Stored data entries
%%

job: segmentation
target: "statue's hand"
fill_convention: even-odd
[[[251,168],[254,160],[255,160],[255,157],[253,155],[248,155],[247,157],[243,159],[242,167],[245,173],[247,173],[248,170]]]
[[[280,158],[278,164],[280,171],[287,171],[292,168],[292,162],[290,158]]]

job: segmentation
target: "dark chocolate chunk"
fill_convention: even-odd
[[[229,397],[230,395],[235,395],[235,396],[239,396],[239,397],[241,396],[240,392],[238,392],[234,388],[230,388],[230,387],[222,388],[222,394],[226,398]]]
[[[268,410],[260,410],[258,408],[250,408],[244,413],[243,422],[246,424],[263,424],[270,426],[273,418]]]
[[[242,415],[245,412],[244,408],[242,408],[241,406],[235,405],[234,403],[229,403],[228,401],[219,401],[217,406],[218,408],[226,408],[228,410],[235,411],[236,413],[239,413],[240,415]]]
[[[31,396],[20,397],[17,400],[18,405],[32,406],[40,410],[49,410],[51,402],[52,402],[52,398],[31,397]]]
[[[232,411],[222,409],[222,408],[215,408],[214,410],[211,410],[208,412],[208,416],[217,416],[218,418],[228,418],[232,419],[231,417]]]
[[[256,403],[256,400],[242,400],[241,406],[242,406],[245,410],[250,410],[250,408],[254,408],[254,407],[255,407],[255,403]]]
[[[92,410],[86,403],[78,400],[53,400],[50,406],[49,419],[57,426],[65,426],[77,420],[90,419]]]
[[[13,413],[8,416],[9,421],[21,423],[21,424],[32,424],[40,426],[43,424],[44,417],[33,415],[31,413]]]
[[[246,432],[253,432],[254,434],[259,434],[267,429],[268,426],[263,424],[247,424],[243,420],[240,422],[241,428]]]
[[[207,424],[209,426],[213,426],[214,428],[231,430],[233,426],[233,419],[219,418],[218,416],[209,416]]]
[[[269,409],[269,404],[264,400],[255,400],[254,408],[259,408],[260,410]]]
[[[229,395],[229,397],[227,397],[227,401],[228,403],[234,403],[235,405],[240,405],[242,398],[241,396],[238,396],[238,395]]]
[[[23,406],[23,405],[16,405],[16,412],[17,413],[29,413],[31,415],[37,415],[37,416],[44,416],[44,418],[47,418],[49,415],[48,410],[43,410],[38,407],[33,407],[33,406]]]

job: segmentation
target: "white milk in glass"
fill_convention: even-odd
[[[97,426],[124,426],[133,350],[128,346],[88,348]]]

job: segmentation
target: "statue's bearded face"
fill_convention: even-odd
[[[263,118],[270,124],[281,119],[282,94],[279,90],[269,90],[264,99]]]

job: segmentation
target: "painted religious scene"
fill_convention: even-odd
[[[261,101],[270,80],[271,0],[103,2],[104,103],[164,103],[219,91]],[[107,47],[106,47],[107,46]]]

%%
%%

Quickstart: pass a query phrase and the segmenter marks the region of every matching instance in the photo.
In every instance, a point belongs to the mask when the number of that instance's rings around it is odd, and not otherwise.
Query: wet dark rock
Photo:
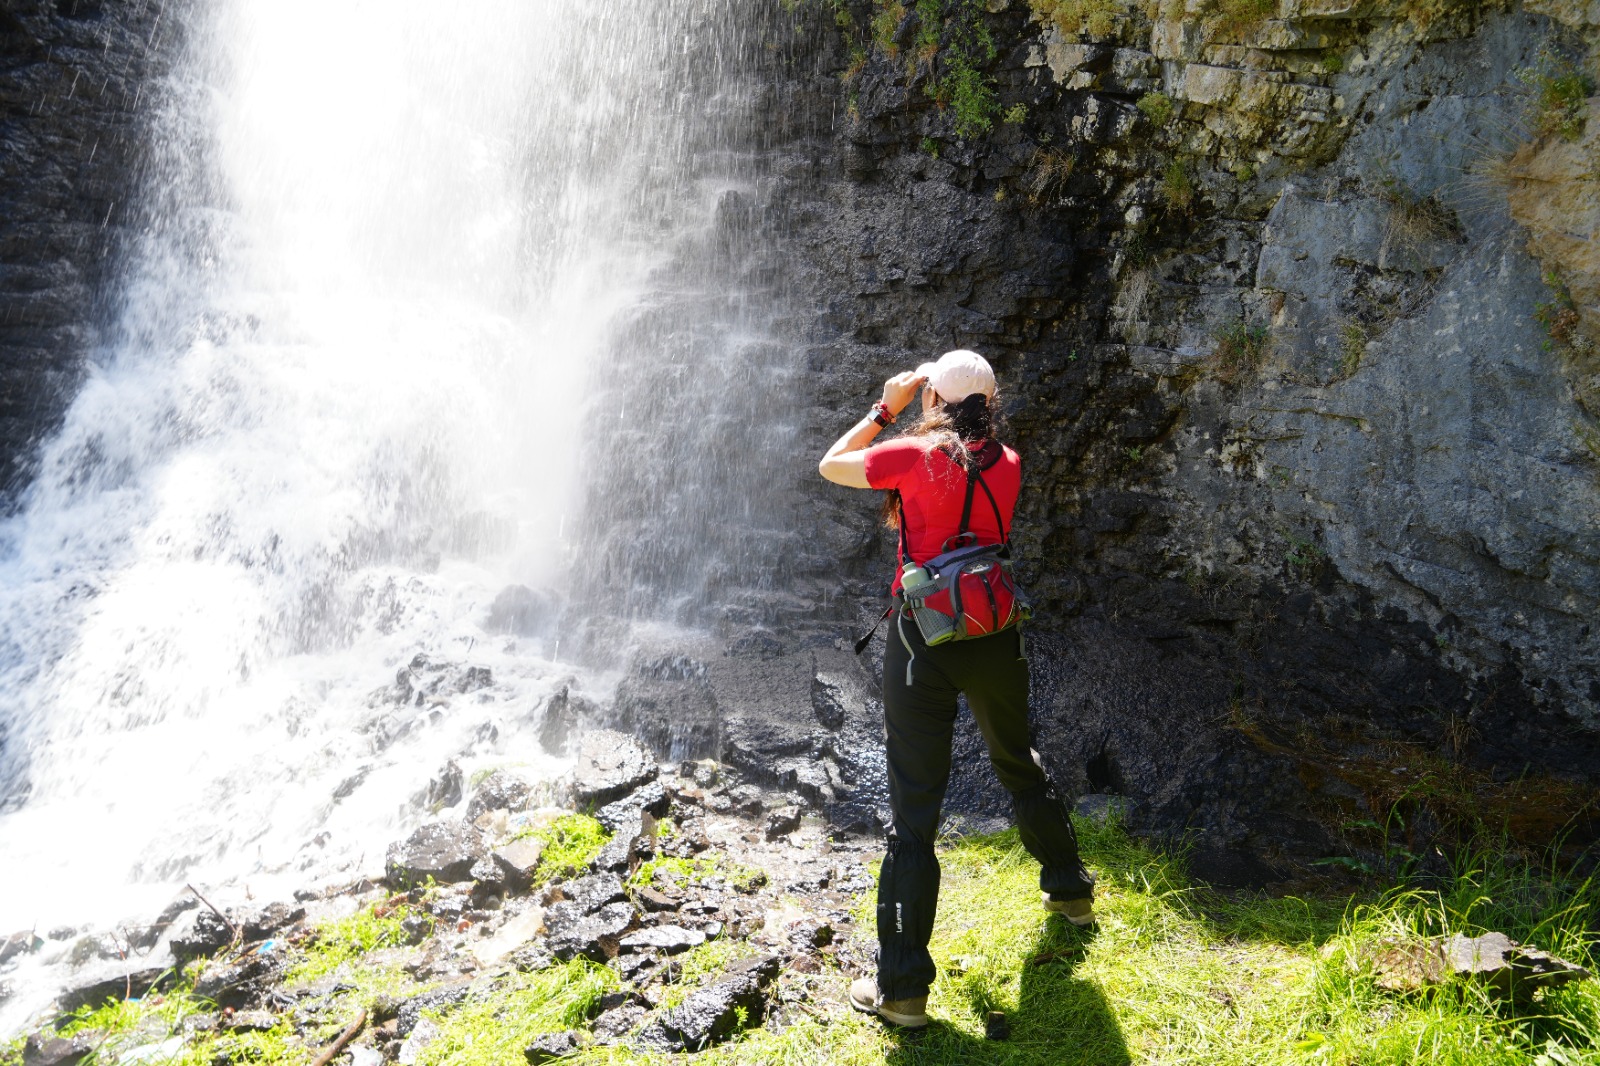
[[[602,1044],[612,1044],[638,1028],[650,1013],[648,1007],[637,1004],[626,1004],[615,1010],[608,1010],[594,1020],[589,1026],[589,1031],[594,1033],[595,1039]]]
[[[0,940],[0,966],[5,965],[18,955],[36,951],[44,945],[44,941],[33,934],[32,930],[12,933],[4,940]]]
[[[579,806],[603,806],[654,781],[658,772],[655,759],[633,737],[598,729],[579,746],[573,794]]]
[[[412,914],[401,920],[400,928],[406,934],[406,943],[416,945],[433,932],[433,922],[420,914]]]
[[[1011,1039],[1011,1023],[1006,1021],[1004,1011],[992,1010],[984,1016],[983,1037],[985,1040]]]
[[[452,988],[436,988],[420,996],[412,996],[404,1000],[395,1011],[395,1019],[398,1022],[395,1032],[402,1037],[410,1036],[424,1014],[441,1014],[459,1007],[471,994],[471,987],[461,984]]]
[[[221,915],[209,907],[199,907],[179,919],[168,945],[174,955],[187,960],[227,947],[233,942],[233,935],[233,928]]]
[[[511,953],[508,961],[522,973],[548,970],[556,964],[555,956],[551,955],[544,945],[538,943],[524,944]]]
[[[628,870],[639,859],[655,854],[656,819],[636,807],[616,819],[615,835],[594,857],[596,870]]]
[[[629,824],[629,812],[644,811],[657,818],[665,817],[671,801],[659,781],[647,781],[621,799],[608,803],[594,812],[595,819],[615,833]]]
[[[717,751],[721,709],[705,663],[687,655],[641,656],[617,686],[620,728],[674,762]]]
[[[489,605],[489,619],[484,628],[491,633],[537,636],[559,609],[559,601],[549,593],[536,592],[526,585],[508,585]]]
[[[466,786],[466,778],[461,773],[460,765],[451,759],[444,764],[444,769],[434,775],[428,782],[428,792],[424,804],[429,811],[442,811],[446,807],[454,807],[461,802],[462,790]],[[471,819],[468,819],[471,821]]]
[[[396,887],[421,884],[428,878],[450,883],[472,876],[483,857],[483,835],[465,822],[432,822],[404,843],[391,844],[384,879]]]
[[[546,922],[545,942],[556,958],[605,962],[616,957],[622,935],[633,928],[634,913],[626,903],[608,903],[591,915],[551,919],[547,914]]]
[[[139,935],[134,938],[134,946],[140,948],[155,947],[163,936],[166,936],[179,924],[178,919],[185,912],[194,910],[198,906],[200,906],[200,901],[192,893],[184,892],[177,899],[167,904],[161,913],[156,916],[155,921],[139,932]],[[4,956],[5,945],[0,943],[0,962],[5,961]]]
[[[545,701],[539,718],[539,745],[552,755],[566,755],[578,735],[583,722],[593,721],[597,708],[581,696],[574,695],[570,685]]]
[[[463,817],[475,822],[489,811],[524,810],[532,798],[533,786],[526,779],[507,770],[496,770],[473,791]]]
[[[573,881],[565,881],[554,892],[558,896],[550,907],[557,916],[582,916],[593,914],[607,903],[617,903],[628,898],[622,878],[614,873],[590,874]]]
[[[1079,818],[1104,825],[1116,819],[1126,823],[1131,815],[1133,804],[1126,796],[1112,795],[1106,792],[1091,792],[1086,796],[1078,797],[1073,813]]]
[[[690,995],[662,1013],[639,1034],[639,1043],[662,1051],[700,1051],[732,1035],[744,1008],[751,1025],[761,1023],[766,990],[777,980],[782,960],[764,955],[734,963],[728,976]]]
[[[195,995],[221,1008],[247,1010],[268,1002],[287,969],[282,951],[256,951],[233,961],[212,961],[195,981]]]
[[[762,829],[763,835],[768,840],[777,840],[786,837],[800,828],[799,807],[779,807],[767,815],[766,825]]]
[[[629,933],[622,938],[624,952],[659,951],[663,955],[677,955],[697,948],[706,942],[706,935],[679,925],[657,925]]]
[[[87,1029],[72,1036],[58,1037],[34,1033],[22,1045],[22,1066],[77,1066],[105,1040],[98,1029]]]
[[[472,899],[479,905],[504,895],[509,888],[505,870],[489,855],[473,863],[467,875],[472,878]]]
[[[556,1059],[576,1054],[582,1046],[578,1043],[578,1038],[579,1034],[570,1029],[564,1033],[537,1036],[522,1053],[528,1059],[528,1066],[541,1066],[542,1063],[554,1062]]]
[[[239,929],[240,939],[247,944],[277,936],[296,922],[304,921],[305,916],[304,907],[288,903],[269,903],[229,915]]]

%%

■ **What the exercise asks**
For each line above that includes the word "target", make a copy of that line.

■ **Written response**
target: "statue's hand"
target: "dark chocolate chunk"
target: "white milk in glass"
target: "statue's bearded face"
target: "painted religious scene"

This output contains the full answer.